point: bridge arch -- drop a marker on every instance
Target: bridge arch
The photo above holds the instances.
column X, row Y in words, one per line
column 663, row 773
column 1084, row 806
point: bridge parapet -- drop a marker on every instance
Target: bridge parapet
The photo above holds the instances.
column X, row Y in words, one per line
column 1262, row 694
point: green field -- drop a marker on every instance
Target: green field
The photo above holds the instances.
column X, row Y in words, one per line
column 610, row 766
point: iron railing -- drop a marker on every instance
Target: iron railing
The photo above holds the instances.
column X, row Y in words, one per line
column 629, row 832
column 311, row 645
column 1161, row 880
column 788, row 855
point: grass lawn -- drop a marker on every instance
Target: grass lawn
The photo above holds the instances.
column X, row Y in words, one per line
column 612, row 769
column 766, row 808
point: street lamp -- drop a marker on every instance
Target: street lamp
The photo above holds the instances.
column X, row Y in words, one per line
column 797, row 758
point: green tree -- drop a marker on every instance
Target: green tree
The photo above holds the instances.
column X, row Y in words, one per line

====================

Please render all of the lines above as a numbered list, leaving out any blank ones.

■ Written answer:
1. point: bridge arch -- drop a marker on every instance
2. Target: bridge arch
3. The photo above holds the instances.
4. column X, row Y in words, one per line
5. column 663, row 773
6. column 1084, row 806
7. point: bridge parapet -- drop a marker on every instance
8. Target: bridge parapet
9. The photo above holds the instances.
10. column X, row Y in words, one per line
11. column 1262, row 694
12. point: green field -- drop a marker on every instance
13. Target: green field
14. The photo above holds the instances.
15. column X, row Y in words, one per line
16. column 610, row 766
17. point: iron railing -- drop a marker on every instance
18. Target: iron railing
19. The photo above holds the instances.
20. column X, row Y in words, one per line
21. column 629, row 832
22. column 311, row 645
23. column 1161, row 880
24. column 788, row 855
25. point: grass lawn -- drop a marker on every instance
26. Target: grass lawn
27. The photo above holds the instances.
28. column X, row Y in words, one per line
29. column 612, row 769
30. column 766, row 808
31. point: street lamp -- drop a marker on every instance
32. Target: street lamp
33. The photo above holds the instances.
34. column X, row Y in words, one per line
35. column 797, row 758
36. point: green tree -- drop a marker on every instance
37. Target: green tree
38. The photo above holds the instances.
39. column X, row Y in words, one per line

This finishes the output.